**Given entries**
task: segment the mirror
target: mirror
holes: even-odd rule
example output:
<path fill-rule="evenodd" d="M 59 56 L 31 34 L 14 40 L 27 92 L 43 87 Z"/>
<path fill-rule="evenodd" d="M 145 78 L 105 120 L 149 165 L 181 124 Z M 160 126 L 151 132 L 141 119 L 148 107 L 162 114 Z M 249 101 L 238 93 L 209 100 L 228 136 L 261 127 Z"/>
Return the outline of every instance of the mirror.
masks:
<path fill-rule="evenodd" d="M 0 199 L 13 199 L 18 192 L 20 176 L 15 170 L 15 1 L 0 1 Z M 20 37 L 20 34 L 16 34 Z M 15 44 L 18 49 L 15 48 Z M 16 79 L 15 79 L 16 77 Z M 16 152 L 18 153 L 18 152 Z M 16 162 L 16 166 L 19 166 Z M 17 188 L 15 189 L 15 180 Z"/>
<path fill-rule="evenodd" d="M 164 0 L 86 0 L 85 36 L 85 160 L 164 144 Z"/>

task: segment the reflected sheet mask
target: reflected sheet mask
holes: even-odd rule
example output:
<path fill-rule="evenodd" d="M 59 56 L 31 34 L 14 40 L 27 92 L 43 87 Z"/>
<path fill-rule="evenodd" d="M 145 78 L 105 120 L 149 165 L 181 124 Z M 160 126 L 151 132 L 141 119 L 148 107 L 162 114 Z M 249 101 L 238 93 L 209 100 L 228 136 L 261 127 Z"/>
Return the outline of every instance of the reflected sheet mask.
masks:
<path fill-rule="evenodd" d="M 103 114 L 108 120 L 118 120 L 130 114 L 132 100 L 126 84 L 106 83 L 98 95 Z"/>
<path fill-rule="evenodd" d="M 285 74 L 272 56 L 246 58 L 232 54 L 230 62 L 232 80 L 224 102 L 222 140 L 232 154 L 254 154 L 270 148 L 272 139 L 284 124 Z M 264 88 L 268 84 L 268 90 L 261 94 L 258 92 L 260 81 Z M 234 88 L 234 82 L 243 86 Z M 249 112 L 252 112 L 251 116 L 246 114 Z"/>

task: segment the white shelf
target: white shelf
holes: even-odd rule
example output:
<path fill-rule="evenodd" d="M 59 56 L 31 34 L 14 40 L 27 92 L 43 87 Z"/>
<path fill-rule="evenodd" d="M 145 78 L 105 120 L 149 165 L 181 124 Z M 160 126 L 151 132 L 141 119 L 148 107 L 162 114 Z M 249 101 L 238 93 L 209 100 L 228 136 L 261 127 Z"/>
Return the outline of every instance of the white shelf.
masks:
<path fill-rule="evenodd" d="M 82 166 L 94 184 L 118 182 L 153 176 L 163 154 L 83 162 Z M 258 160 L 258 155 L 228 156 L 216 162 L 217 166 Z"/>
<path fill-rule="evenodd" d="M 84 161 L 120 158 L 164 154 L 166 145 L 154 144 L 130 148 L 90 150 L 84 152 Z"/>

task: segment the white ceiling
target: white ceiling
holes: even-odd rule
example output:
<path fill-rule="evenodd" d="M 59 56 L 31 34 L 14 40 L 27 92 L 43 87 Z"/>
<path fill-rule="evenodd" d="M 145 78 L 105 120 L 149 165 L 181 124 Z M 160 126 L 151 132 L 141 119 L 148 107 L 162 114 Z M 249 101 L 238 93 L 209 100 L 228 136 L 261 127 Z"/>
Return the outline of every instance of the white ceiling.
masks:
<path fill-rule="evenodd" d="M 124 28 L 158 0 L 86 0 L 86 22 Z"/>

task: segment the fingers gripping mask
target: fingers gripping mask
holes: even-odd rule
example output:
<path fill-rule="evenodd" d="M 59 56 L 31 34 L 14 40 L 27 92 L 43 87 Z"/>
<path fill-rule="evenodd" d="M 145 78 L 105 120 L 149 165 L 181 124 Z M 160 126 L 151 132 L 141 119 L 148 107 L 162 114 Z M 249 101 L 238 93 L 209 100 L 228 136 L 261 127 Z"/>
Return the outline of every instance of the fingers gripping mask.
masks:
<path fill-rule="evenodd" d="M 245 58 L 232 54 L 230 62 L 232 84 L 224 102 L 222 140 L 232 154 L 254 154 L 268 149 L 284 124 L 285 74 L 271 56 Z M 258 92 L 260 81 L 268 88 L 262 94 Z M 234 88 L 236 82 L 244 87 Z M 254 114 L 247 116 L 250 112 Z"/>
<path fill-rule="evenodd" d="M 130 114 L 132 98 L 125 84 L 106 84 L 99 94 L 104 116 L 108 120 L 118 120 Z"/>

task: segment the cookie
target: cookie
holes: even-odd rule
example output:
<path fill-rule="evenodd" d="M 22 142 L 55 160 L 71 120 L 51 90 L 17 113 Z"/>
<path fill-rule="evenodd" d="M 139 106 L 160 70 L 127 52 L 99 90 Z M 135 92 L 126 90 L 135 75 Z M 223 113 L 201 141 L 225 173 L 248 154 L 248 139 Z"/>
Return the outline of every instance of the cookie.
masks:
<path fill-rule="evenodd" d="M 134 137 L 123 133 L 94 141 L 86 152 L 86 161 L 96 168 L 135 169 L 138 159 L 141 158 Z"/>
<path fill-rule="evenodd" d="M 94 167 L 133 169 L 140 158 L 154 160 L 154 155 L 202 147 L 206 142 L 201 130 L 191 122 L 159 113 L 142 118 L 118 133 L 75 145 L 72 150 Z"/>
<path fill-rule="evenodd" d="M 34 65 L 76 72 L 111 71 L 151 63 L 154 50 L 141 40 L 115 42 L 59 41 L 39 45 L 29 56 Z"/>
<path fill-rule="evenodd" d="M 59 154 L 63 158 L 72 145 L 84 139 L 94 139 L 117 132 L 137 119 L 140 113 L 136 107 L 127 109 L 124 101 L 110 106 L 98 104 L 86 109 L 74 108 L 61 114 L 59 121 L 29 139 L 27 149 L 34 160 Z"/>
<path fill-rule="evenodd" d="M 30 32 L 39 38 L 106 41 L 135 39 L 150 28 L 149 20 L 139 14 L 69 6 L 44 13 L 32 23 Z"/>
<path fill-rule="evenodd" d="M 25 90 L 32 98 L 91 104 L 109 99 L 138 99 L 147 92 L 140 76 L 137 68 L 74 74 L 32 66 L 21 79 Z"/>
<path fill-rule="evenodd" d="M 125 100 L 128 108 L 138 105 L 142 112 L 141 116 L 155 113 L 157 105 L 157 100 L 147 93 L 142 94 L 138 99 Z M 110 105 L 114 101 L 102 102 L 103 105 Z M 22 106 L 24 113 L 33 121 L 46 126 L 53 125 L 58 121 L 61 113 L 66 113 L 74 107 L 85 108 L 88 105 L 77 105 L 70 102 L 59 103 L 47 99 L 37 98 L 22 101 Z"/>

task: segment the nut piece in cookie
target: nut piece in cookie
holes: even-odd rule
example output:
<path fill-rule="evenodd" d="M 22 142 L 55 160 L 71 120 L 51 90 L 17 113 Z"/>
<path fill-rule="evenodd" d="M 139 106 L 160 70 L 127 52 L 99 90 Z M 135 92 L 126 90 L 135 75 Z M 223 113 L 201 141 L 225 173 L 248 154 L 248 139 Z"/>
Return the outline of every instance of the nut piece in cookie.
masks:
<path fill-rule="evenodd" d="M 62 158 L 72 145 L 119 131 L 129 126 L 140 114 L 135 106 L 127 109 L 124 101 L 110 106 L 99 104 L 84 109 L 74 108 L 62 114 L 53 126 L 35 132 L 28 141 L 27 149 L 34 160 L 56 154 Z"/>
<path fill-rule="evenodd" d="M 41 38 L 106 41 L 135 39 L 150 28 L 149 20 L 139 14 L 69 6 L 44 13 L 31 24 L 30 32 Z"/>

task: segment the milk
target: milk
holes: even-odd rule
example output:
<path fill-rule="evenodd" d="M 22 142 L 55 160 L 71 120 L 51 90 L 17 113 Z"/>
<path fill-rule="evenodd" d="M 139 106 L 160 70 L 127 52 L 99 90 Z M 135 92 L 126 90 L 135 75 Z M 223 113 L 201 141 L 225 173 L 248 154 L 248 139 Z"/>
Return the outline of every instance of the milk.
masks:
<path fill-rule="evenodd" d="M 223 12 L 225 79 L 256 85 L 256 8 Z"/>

* * *

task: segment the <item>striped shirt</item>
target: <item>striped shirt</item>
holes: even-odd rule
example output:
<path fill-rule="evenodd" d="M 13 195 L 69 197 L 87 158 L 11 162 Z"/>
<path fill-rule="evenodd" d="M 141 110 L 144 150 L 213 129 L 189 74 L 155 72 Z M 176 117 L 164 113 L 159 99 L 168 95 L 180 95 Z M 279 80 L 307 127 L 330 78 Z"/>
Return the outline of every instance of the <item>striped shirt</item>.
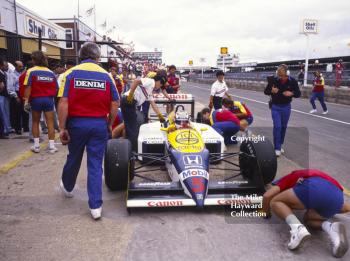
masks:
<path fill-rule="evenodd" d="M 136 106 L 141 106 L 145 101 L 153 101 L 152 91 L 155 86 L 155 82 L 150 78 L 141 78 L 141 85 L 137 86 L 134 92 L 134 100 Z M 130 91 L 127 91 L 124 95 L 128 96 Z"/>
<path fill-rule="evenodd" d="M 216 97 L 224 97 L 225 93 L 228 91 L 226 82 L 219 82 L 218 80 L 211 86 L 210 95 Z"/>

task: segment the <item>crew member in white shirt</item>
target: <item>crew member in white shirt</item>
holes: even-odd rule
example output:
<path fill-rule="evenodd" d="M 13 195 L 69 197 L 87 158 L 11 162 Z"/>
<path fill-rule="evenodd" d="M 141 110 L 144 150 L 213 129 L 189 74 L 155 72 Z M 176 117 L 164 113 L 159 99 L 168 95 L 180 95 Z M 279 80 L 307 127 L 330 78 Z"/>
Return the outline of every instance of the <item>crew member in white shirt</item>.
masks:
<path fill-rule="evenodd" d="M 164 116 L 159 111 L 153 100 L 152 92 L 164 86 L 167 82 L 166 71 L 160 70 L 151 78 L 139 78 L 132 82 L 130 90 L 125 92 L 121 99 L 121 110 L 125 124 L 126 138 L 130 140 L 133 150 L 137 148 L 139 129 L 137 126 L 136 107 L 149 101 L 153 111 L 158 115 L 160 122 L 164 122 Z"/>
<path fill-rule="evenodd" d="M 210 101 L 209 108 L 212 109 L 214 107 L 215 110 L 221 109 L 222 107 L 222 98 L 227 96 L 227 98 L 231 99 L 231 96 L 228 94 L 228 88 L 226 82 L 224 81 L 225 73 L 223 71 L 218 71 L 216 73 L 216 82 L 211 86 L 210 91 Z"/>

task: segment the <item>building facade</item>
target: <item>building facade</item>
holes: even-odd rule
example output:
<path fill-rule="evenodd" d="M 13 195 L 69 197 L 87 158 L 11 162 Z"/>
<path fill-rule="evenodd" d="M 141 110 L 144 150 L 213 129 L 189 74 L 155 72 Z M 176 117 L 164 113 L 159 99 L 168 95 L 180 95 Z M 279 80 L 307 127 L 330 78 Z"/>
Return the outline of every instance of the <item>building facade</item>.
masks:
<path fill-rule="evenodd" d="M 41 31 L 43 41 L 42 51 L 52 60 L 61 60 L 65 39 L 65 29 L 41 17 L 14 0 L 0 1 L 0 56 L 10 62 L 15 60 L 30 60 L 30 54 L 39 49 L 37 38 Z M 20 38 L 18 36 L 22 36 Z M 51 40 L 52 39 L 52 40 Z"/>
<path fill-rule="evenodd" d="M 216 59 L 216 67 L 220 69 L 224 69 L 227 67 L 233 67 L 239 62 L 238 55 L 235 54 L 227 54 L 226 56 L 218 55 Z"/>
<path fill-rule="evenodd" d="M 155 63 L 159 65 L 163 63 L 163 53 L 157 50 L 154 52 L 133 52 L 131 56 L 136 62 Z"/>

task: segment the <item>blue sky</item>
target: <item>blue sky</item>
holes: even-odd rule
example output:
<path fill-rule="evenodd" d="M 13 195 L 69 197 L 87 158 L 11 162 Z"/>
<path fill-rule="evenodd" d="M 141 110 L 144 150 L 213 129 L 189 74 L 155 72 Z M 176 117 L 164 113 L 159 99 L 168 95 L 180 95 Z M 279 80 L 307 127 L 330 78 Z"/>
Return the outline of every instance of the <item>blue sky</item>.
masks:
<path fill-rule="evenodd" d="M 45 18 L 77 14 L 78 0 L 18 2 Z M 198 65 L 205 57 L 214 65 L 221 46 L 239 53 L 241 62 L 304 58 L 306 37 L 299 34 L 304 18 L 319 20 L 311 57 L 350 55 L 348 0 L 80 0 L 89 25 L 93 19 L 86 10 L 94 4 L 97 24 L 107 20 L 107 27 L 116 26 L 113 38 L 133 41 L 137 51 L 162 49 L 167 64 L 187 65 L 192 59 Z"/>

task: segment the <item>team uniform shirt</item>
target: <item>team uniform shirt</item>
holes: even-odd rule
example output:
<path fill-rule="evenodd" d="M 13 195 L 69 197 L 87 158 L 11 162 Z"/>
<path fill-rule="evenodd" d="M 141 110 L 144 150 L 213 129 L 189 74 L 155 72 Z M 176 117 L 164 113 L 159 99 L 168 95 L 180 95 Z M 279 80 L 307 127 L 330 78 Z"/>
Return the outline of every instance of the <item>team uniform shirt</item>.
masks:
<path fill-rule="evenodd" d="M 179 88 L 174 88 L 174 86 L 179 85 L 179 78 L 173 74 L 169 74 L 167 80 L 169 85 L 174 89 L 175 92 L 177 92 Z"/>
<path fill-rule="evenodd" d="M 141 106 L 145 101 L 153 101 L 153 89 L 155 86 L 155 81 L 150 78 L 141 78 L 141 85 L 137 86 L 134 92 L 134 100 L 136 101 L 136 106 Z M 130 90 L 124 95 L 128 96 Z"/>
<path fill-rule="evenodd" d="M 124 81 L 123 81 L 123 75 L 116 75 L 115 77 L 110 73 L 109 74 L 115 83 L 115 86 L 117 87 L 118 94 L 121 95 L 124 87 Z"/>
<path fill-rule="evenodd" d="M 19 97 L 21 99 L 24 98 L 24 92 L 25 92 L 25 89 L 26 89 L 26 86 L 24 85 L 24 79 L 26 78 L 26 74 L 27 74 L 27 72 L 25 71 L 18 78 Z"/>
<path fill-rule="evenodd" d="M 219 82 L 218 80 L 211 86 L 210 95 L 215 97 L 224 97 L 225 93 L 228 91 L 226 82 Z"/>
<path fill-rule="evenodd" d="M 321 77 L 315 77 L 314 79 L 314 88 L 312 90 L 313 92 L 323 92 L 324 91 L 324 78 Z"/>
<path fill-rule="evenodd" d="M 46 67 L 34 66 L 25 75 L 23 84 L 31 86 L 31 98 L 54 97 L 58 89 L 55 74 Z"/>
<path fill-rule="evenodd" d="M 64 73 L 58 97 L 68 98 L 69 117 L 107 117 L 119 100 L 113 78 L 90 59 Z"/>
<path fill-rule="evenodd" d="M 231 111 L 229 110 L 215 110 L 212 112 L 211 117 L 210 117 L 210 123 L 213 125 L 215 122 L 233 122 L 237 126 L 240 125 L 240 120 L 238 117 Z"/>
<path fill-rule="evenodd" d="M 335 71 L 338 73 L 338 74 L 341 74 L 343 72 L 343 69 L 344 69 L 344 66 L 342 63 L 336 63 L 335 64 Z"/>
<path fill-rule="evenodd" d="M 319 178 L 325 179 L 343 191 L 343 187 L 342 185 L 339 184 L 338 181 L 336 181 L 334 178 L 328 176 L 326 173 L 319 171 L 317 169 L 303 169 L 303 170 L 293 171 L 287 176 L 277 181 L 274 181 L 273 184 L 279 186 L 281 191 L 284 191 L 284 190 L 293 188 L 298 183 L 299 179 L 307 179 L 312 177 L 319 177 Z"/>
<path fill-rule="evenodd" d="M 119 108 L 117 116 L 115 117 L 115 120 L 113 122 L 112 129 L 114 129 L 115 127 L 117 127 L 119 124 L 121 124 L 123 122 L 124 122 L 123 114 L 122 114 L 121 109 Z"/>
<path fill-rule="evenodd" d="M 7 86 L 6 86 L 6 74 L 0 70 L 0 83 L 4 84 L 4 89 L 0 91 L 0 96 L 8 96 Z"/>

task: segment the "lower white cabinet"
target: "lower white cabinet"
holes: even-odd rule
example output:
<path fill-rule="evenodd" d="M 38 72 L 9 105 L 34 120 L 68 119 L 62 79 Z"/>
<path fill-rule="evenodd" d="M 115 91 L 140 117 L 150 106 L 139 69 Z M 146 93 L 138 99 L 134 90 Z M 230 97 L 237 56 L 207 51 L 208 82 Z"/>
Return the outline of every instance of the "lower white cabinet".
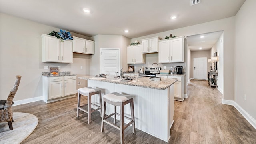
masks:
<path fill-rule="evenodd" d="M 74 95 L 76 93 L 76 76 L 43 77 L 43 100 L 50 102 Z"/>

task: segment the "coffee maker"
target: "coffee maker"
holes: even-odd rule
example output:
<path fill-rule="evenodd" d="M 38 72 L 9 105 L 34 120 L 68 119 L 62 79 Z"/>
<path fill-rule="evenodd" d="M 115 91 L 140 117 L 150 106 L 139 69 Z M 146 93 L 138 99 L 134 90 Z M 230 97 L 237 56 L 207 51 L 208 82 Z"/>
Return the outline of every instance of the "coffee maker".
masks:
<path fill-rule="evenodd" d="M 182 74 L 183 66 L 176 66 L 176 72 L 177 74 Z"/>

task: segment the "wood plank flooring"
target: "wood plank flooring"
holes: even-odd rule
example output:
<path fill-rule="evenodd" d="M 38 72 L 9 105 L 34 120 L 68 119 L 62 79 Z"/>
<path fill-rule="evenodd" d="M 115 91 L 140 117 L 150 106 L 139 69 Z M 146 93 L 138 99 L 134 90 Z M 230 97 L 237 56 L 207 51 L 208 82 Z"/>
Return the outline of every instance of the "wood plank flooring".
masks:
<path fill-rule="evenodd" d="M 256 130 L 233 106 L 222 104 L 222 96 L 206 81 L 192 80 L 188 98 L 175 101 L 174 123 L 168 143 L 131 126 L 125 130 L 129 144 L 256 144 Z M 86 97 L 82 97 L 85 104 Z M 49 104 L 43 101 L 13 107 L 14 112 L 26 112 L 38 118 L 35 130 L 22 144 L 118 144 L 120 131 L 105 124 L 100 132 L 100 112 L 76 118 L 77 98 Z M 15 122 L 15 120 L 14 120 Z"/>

**To be done**
Reproduce verbatim the part of the listing running from the line with "task: segment the cookie" to the line with "125 100 L 128", both of those lines included.

**Correct response**
task: segment the cookie
target: cookie
holes: even-odd rule
example output:
<path fill-rule="evenodd" d="M 22 142 L 55 160 L 71 120 L 51 90 L 17 113 Z"/>
<path fill-rule="evenodd" d="M 139 106 L 160 70 L 127 52 L 99 90 Z M 135 92 L 126 90 L 135 75 Z M 223 113 L 201 141 L 225 173 L 248 154 L 248 139 Z"/>
Return the outline of every instance of the cookie.
masks:
<path fill-rule="evenodd" d="M 134 137 L 123 133 L 94 141 L 86 152 L 86 161 L 96 168 L 135 169 L 138 159 L 141 158 Z"/>
<path fill-rule="evenodd" d="M 94 167 L 133 169 L 140 158 L 154 160 L 154 155 L 202 147 L 206 142 L 201 130 L 191 122 L 159 113 L 142 118 L 118 133 L 75 145 L 72 150 Z"/>
<path fill-rule="evenodd" d="M 34 65 L 76 72 L 111 71 L 151 63 L 154 50 L 141 40 L 115 42 L 59 41 L 39 45 L 29 56 Z"/>
<path fill-rule="evenodd" d="M 59 154 L 63 158 L 72 145 L 84 139 L 94 139 L 117 132 L 137 119 L 140 113 L 136 107 L 127 109 L 124 101 L 110 106 L 98 104 L 86 109 L 74 108 L 61 114 L 59 121 L 29 139 L 27 149 L 34 160 Z"/>
<path fill-rule="evenodd" d="M 30 32 L 39 38 L 106 41 L 135 39 L 150 28 L 149 20 L 139 14 L 69 6 L 44 13 L 32 23 Z"/>
<path fill-rule="evenodd" d="M 25 90 L 32 98 L 91 104 L 109 99 L 138 99 L 147 92 L 140 76 L 137 68 L 74 74 L 32 66 L 21 79 Z"/>
<path fill-rule="evenodd" d="M 125 100 L 128 108 L 138 105 L 142 112 L 141 116 L 155 113 L 157 105 L 157 100 L 147 93 L 142 94 L 138 99 Z M 110 105 L 114 101 L 102 102 L 103 105 Z M 22 106 L 24 113 L 33 121 L 46 126 L 53 125 L 58 121 L 61 113 L 66 113 L 74 107 L 85 108 L 88 105 L 77 105 L 70 102 L 59 103 L 47 99 L 37 98 L 22 101 Z"/>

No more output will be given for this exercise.